MATERIAL SUPPLIED

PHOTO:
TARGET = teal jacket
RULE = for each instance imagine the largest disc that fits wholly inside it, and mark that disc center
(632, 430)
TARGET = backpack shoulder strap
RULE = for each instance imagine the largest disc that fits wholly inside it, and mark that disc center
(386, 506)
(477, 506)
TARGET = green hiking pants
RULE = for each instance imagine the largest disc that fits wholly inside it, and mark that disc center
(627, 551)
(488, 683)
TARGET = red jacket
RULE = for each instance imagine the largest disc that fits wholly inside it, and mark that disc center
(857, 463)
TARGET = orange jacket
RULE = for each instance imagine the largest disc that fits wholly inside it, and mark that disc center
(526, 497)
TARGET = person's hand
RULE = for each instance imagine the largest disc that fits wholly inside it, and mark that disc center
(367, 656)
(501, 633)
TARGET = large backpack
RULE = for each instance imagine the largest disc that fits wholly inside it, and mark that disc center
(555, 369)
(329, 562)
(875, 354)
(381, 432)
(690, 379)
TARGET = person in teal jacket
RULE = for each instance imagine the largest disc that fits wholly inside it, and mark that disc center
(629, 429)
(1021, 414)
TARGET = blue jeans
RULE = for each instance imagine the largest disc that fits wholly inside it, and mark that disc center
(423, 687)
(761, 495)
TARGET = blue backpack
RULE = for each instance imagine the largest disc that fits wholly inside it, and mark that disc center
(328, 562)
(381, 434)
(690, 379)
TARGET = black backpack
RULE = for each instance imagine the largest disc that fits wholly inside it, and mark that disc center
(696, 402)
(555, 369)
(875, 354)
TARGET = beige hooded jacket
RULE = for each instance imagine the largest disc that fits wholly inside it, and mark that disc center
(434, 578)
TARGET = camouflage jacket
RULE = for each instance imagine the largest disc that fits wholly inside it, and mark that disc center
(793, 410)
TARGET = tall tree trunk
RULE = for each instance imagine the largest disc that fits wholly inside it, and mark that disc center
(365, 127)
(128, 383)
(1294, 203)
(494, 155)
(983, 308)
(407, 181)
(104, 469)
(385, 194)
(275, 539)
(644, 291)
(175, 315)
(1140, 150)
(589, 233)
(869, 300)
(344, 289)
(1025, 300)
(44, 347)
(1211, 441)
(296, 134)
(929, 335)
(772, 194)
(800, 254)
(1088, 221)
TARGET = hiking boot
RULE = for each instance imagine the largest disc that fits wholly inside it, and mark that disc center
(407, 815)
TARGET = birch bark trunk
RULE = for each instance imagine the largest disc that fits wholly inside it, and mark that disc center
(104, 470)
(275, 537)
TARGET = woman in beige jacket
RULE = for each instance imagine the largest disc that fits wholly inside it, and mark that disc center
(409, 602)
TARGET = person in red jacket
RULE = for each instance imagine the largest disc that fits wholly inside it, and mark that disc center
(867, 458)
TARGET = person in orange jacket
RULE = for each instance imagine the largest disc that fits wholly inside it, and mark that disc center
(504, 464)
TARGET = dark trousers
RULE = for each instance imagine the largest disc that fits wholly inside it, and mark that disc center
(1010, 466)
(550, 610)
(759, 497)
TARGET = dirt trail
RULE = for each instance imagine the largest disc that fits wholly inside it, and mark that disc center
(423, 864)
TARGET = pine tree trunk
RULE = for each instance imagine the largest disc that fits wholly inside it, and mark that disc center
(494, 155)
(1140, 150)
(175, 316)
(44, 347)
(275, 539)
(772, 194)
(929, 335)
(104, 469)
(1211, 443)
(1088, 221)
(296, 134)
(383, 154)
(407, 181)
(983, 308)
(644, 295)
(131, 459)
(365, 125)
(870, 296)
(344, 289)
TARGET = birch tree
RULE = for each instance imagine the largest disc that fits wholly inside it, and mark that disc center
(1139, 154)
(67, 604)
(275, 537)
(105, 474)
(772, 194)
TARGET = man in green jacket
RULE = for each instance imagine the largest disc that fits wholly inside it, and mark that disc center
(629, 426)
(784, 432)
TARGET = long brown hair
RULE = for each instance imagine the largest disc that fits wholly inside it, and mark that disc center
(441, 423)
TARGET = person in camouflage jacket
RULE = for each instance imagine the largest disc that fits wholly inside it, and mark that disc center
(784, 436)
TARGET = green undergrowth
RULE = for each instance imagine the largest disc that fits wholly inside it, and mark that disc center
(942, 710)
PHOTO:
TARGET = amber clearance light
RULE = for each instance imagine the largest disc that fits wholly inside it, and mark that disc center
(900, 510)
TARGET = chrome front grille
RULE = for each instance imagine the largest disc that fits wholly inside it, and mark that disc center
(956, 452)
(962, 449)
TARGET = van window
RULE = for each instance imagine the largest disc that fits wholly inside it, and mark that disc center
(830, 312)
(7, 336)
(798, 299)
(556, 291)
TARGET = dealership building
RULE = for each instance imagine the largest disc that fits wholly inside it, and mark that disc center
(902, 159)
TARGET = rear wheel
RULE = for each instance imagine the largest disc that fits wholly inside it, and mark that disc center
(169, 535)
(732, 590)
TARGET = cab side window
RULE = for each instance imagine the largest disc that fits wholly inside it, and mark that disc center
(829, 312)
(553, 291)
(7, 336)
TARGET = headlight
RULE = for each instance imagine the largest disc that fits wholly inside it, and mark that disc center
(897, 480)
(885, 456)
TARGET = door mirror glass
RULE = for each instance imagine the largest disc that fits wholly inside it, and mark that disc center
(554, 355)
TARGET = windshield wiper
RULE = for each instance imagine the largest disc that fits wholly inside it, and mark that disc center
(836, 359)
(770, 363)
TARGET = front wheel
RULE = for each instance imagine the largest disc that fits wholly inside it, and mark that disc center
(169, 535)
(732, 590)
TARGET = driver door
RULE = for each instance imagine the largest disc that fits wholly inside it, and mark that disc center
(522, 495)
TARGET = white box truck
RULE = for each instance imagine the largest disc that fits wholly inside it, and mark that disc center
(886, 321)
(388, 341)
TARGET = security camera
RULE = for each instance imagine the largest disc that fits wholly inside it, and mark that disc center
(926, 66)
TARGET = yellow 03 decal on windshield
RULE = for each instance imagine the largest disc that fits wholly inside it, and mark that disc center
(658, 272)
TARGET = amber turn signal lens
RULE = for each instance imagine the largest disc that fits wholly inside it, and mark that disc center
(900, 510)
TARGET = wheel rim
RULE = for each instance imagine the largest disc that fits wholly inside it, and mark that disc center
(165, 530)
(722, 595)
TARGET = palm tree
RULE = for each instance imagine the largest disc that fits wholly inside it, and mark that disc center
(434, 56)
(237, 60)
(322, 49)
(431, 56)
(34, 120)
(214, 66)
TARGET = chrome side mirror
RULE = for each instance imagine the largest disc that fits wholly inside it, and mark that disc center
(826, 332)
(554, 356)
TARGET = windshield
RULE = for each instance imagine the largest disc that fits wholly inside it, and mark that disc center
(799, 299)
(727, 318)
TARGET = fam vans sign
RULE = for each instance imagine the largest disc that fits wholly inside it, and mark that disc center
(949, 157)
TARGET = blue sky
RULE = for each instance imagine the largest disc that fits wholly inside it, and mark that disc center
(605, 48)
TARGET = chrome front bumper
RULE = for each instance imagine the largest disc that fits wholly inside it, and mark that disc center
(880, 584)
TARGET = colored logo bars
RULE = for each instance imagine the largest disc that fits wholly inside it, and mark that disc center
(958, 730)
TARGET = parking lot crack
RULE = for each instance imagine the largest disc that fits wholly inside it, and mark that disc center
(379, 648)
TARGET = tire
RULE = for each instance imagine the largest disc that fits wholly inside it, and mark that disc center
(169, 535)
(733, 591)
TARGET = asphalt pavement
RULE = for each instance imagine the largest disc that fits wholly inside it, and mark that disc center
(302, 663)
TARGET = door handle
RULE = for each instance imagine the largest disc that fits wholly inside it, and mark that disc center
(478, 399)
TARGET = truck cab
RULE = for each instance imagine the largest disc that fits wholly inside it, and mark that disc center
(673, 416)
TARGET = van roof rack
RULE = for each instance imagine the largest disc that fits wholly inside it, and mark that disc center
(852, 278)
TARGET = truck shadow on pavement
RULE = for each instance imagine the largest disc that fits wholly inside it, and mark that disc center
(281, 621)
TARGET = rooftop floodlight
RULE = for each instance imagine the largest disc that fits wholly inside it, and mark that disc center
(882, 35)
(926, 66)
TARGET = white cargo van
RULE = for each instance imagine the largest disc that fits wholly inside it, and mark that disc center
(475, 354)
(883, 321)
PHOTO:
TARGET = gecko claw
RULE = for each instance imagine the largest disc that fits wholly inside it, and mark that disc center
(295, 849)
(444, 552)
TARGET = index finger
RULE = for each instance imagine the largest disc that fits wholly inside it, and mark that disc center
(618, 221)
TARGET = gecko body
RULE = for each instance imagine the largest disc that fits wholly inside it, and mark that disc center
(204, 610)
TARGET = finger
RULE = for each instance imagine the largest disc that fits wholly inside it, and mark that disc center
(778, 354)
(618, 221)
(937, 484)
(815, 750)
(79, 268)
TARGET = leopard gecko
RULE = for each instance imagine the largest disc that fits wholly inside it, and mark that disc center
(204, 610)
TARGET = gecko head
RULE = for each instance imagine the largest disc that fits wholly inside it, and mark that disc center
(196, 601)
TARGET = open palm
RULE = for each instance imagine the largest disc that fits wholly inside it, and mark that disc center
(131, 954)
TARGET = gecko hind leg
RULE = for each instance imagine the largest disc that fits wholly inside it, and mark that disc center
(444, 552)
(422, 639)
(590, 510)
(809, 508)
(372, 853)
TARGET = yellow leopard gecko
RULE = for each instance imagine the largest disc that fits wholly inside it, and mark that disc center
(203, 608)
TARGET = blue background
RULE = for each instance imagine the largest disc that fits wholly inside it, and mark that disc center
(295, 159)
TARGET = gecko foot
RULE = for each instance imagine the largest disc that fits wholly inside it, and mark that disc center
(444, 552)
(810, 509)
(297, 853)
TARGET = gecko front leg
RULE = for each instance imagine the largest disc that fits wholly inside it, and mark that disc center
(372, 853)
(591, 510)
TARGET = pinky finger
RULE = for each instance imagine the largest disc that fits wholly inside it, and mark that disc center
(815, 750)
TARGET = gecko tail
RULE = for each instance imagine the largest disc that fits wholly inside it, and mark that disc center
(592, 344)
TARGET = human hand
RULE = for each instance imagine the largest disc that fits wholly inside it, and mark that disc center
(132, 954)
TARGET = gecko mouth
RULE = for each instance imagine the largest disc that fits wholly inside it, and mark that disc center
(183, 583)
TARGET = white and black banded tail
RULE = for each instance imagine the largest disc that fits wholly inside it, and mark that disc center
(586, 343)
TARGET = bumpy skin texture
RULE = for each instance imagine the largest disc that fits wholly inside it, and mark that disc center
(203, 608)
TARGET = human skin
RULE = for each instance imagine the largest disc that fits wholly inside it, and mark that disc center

WHAT IS REQUIRED
Throughout the data above, copy all lines where the word "green" is found.

SOLUTION TO THIS PROBLEM
TARGET = green hiking pants
TARGET = man in green jacket
TARGET = green undergrowth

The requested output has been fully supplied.